JOBS =>
**A.** In the blog post on theology after metaphysics, restate the paragraph beginning "One issue is whether theology" more briefly while keeping its main points.
**B.** Copy word for word the stretch of the blog post on theology after metaphysics from "1. Although perhaps" through "my blog posts!".

READING PASSAGE =>

Running Heads

From the editors of Cascade Books and Pickwick Publications at Wipf and Stock Publishers

Theology after Metaphysics?

I often hear about post-metaphysical theology and I confess that I still find the suggestion a tad confusing. Here are some wise words from John Betz that express well my concern:

[Metaphysics has] a regulative function that keeps Christian discourse (first and foremost of the incarnate Logos) from degenerating into mere mythology or, what amounts to the same thing, simply the ‘language game’ of this or that community. … [W]ithout a theological metaphysics, the transcendent perspective, which metaphysics holds open, threatens to collapse into the ‘way of speaking’ of this or that ‘faith community’. … [Metaphysics] serves to safeguard the transcendence of God who dwells in unapproachable light’ (1 Tim 6:16)

John R. Betz, “The Beauty of the Metaphysical Imagination.” In Belief and Metaphysics, edited by Peter M. Candler Jr. and Conor Cunningham, 41–65. London: SCM, 2007, p. 42.

9 Comments

  1. Although perhaps a bit stronger on what metaphysics can accomplish, this quote is also fitting, Charlie:
    “The notion that theology can dispense with metaphysics is just as misguided as the notion that metaphysics is not also theological. It is similarly erroreous to claim that metaphysics ever ended (each critique or deconstruction of metaphysics is always in the end another metaphysic) or that it cannot be restored to the heart of the arts, humanities, and the sciences.”

    Adrian Pabst
    Metaphysics: The Creation of Hierarchy (p. xxviii)

  2. *erroneous* Good grief.

  3. And now I have realized that Robin posted this, not Charlie. A Facebook friend shared your post, Robin, but a picture of Charlie was next to it on the FB post. Ergo…the need to apologize for yet another mistake. (Sigh.)

    I promise my manuscript will be more carefully edited than my blog posts!

  4. Tim, no worries.

    I completely agree with Pabst on that.

    I am currently reading his book on Metaphysics (slowly—it is hard going).

    Thanks for sharing; it is a good quote.

    Robin

  5. One issue is whether theology “after metaphysics” would be desirable or even possible. Another is what one means by “metaphysics.” It seems obvious to me that one can responsibly address the former issue only after addressing the latter.

MATERIAL PROVIDED =>
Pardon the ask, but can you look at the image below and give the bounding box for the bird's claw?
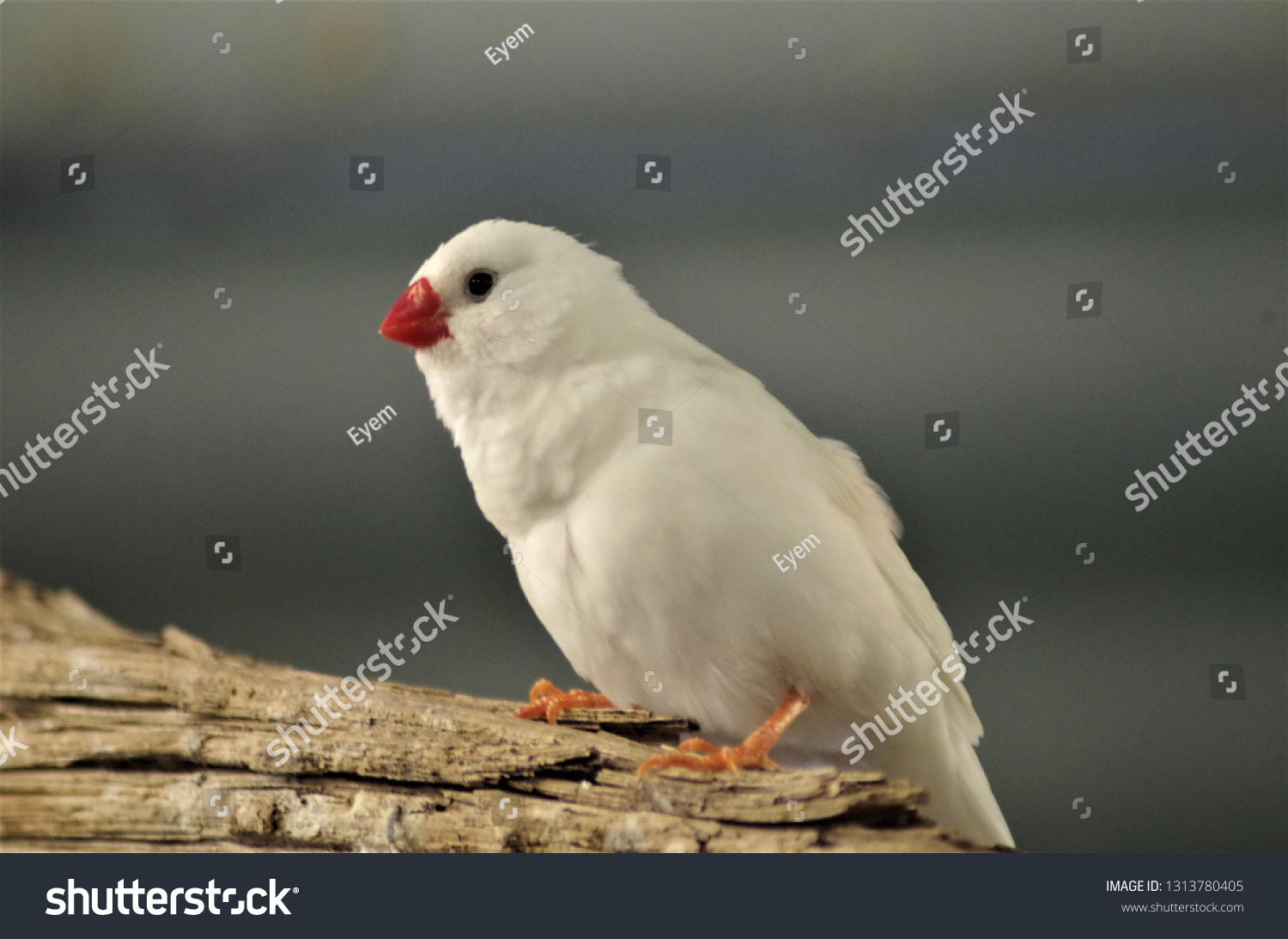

ANSWERS TO EACH TASK =>
**A.** The commenter holds that the question of whether theology "after metaphysics" is desirable or even possible can be responsibly addressed only after deciding what "metaphysics" means.

**B.**
1. Although perhaps a bit stronger on what metaphysics can accomplish, this quote is also fitting, Charlie:
    “The notion that theology can dispense with metaphysics is just as misguided as the notion that metaphysics is not also theological. It is similarly erroreous to claim that metaphysics ever ended (each critique or deconstruction of metaphysics is always in the end another metaphysic) or that it cannot be restored to the heart of the arts, humanities, and the sciences.”

    Adrian Pabst
    Metaphysics: The Creation of Hierarchy (p. xxviii)

  2. *erroneous* Good grief.

  3. And now I have realized that Robin posted this, not Charlie. A Facebook friend shared your post, Robin, but a picture of Charlie was next to it on the FB post. Ergo…the need to apologize for yet another mistake. (Sigh.)

    I promise my manuscript will be more carefully edited than my blog posts!